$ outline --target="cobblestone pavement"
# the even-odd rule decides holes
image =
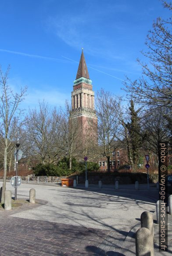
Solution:
[[[28,199],[31,186],[21,187],[18,198]],[[0,256],[134,255],[132,229],[140,225],[140,212],[154,211],[156,188],[147,191],[143,185],[136,191],[122,186],[115,191],[105,187],[85,191],[35,186],[36,198],[47,201],[0,211]]]
[[[2,256],[122,255],[113,252],[119,250],[125,237],[122,234],[5,214],[0,214]]]

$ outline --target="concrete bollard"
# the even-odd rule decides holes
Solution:
[[[88,180],[86,180],[86,182],[85,183],[85,187],[86,188],[88,188]]]
[[[154,220],[149,212],[143,212],[140,216],[141,227],[146,227],[150,231],[153,241],[154,238]]]
[[[5,210],[11,210],[11,190],[5,190],[4,199]]]
[[[5,191],[6,190],[6,188],[5,188]],[[0,189],[0,202],[1,201],[2,192],[2,187],[1,187]]]
[[[164,204],[164,203],[162,201],[162,200],[158,200],[157,202],[156,203],[156,215],[157,215],[157,224],[159,224],[159,203],[160,201],[161,202],[163,205]],[[164,217],[164,220],[165,221],[166,223],[167,223],[167,212],[166,212],[166,207],[165,206],[165,216]]]
[[[74,179],[74,180],[73,181],[73,187],[76,187],[76,180],[75,179]]]
[[[101,188],[102,187],[102,182],[101,180],[99,181],[99,188]]]
[[[1,201],[2,192],[2,187],[1,187],[0,189],[0,202]]]
[[[139,183],[138,181],[136,181],[135,182],[135,190],[139,190]]]
[[[29,191],[29,202],[31,204],[35,204],[35,189],[31,188]]]
[[[136,236],[136,256],[154,256],[154,243],[150,230],[141,227],[137,231]]]
[[[119,189],[119,182],[117,180],[115,181],[115,189]]]
[[[172,215],[172,195],[168,197],[169,214]]]

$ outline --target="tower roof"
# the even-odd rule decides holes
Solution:
[[[83,49],[82,51],[81,59],[80,59],[76,79],[78,79],[78,78],[80,78],[80,77],[85,77],[85,78],[90,79],[89,74],[88,73],[87,67],[86,66],[84,58],[84,53],[83,52]]]

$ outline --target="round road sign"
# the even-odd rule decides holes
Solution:
[[[19,187],[22,184],[22,179],[18,176],[14,176],[12,177],[10,180],[10,183],[12,187],[15,187],[15,179],[17,178],[17,187]]]

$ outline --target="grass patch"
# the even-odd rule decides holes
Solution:
[[[28,204],[28,201],[25,199],[18,199],[16,201],[14,200],[14,198],[11,199],[11,206],[12,208],[22,206],[24,204]],[[3,210],[4,209],[4,204],[0,203],[0,211]]]

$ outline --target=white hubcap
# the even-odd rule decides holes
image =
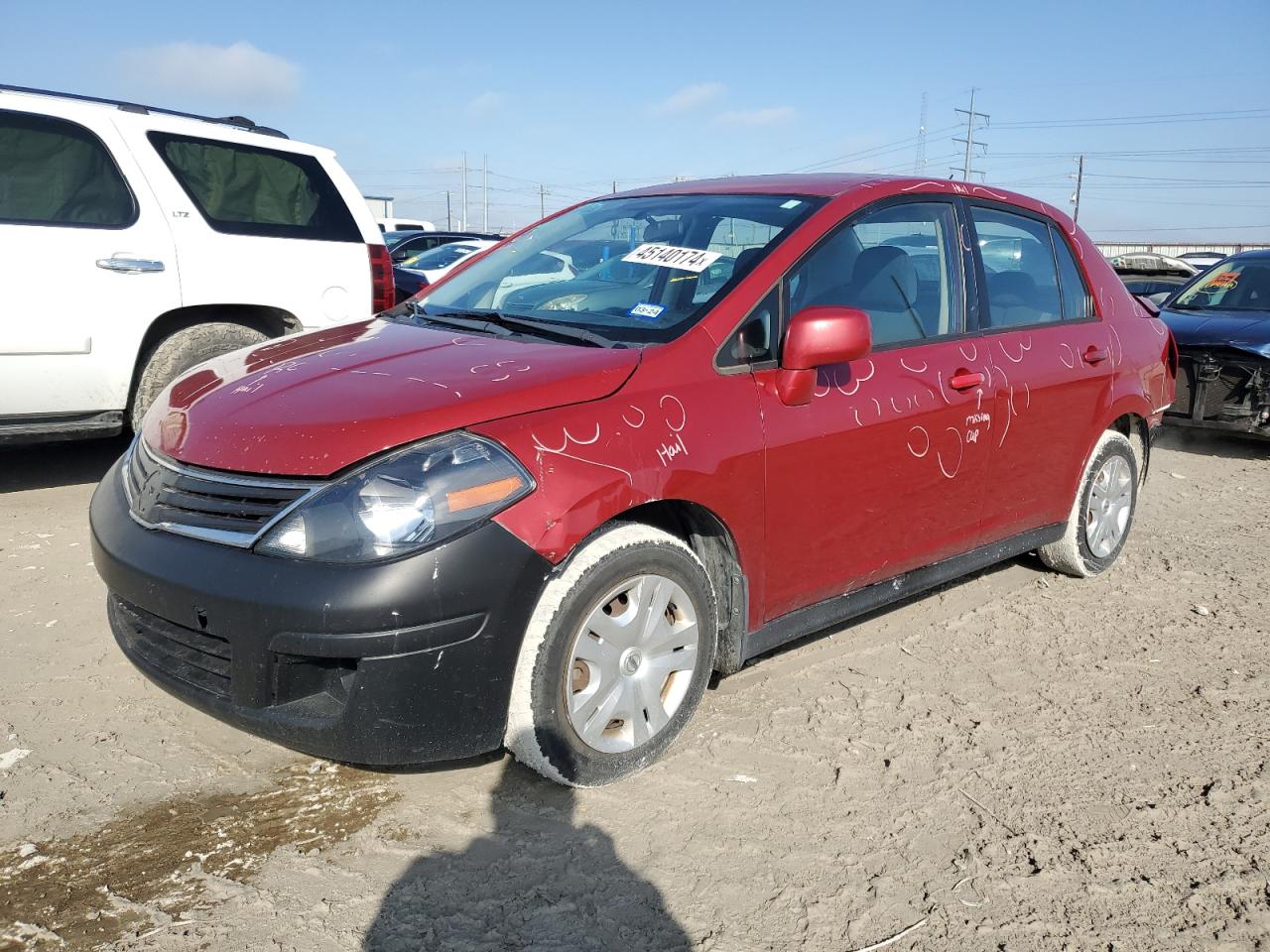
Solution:
[[[1099,559],[1111,555],[1129,527],[1133,508],[1133,473],[1124,457],[1109,457],[1090,487],[1085,509],[1085,542]]]
[[[565,669],[569,724],[588,746],[632,750],[679,710],[697,664],[697,611],[662,575],[636,575],[596,602]]]

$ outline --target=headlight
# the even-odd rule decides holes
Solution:
[[[436,545],[533,489],[497,443],[451,433],[377,459],[302,503],[257,551],[366,562]]]

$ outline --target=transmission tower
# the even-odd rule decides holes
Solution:
[[[922,93],[922,121],[917,124],[917,159],[913,162],[913,174],[921,175],[926,170],[926,93]]]
[[[965,138],[954,138],[952,141],[954,142],[965,142],[965,161],[961,164],[960,169],[958,169],[955,165],[950,165],[949,170],[954,175],[958,171],[960,171],[961,173],[961,178],[965,182],[969,182],[972,175],[983,175],[983,170],[982,169],[975,169],[974,168],[974,147],[979,146],[979,149],[987,150],[988,143],[987,142],[977,142],[975,138],[974,138],[974,133],[978,132],[979,129],[987,128],[991,124],[991,121],[992,121],[992,117],[988,116],[988,113],[975,112],[975,109],[974,109],[974,94],[978,93],[978,91],[979,90],[975,89],[975,88],[970,89],[970,108],[969,109],[958,109],[956,110],[956,112],[963,113],[965,116]],[[982,126],[978,124],[979,119],[983,119],[983,124]]]

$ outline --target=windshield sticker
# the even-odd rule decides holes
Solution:
[[[676,248],[674,245],[645,242],[630,254],[624,255],[622,260],[634,261],[635,264],[655,264],[658,268],[678,268],[679,270],[700,274],[720,258],[723,258],[721,251],[702,251],[698,248]]]
[[[639,317],[640,320],[655,321],[658,317],[662,316],[662,311],[664,310],[665,308],[662,305],[654,305],[649,303],[648,301],[640,301],[626,314],[630,315],[631,317]]]

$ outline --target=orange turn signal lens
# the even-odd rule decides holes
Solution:
[[[489,505],[490,503],[498,503],[502,499],[507,499],[513,493],[517,493],[522,486],[525,486],[525,480],[519,476],[508,476],[503,480],[483,482],[479,486],[461,489],[456,493],[447,493],[446,505],[450,506],[450,512],[461,513],[464,509],[475,509],[481,505]]]

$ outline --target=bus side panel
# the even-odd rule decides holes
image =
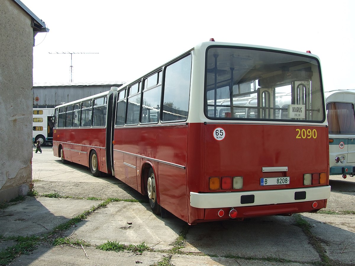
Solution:
[[[65,160],[88,167],[90,151],[94,149],[97,151],[99,170],[107,172],[105,163],[104,167],[101,163],[106,159],[105,128],[57,128],[55,130],[54,141],[55,143],[58,142],[62,144]],[[83,154],[81,153],[82,151]],[[78,154],[79,153],[80,155]],[[60,154],[58,156],[60,156]]]
[[[81,145],[71,144],[71,161],[87,166],[86,147]]]
[[[121,158],[120,152],[117,151],[135,155],[137,157],[141,157],[141,155],[144,156],[144,160],[151,161],[157,176],[156,178],[158,202],[163,207],[182,219],[185,218],[187,210],[185,169],[187,132],[188,127],[186,124],[153,125],[149,127],[116,128],[114,134],[114,149],[116,150],[114,153],[115,176],[121,180],[121,177],[124,174],[122,170],[125,167],[127,167],[122,165],[122,161],[120,161],[122,162],[118,162]],[[124,157],[125,156],[125,154]],[[157,160],[164,162],[158,163]],[[136,166],[139,167],[140,161],[137,161]],[[158,164],[159,168],[162,167],[162,169],[159,171]],[[171,177],[173,178],[172,181],[170,179]],[[130,185],[132,186],[132,184]],[[133,187],[135,188],[135,187]],[[140,187],[137,188],[138,191],[141,191]],[[180,203],[178,206],[176,204],[176,200]]]
[[[125,182],[125,167],[123,165],[124,154],[119,151],[113,151],[114,167],[115,177],[122,182]]]
[[[127,154],[123,155],[123,162],[125,164],[124,166],[125,168],[124,182],[131,187],[140,191],[140,189],[138,189],[137,181],[137,157],[135,156]]]
[[[185,170],[160,163],[158,172],[161,205],[181,220],[187,221]]]
[[[204,209],[190,205],[190,192],[200,192],[204,179],[204,136],[202,123],[189,124],[186,161],[186,191],[189,223],[204,218]]]

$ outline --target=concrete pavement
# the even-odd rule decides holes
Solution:
[[[144,197],[114,178],[94,177],[80,166],[62,164],[49,148],[44,147],[42,154],[34,154],[35,189],[40,194],[58,193],[82,198],[27,197],[0,209],[0,251],[16,244],[7,240],[8,237],[47,235],[112,196],[141,202],[110,202],[62,232],[61,236],[83,240],[87,246],[54,246],[51,242],[40,242],[36,249],[21,255],[11,265],[355,265],[353,215],[302,214],[302,219],[310,226],[310,236],[297,226],[295,215],[189,226],[176,217],[154,215],[142,200]],[[332,188],[331,197],[343,199],[342,202],[352,200],[355,181],[339,182],[342,187],[345,184],[350,188],[349,191],[333,192]],[[97,194],[102,199],[86,199]],[[336,206],[329,203],[331,209],[326,210],[345,210],[346,206],[353,206],[340,207],[337,202]],[[144,243],[151,249],[141,254],[96,248],[108,241],[127,245]]]

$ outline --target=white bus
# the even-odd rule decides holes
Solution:
[[[41,145],[53,143],[54,108],[34,108],[32,139],[34,145],[39,140]]]
[[[355,90],[325,93],[329,134],[330,175],[355,174]]]

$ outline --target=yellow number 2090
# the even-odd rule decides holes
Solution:
[[[297,135],[296,136],[296,139],[317,138],[317,130],[316,129],[311,130],[308,128],[306,130],[304,128],[302,129],[297,128],[296,132],[297,132]]]

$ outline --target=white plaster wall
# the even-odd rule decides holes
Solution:
[[[0,1],[0,203],[32,188],[31,19],[12,0]]]

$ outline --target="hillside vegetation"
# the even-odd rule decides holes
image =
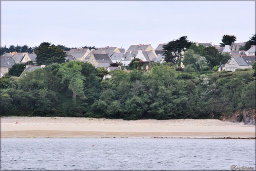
+ + + + +
TASK DETAILS: Revise the records from the line with "outline --target=white bus" up to and including the line with "[[[0,1],[0,203],[32,188],[31,19],[12,0]]]", replacing "plaster" with "stucco" and keeping everything else the same. Return only those lines.

COMPLETE RESPONSE:
$ outline --target=white bus
# the even-odd rule decides holes
Solution:
[[[41,145],[53,143],[54,108],[34,108],[32,139],[34,145],[39,140]]]
[[[355,90],[325,93],[329,134],[330,175],[355,174]]]

$ outline --target=yellow number 2090
# the even-odd rule decides holes
Solution:
[[[297,135],[296,136],[296,139],[317,138],[317,130],[316,129],[311,130],[308,128],[306,130],[304,128],[302,129],[297,128],[296,132],[297,132]]]

$ outline --target=white stucco wall
# the even-odd rule decides holes
Solution:
[[[0,1],[0,203],[32,188],[31,19],[12,0]]]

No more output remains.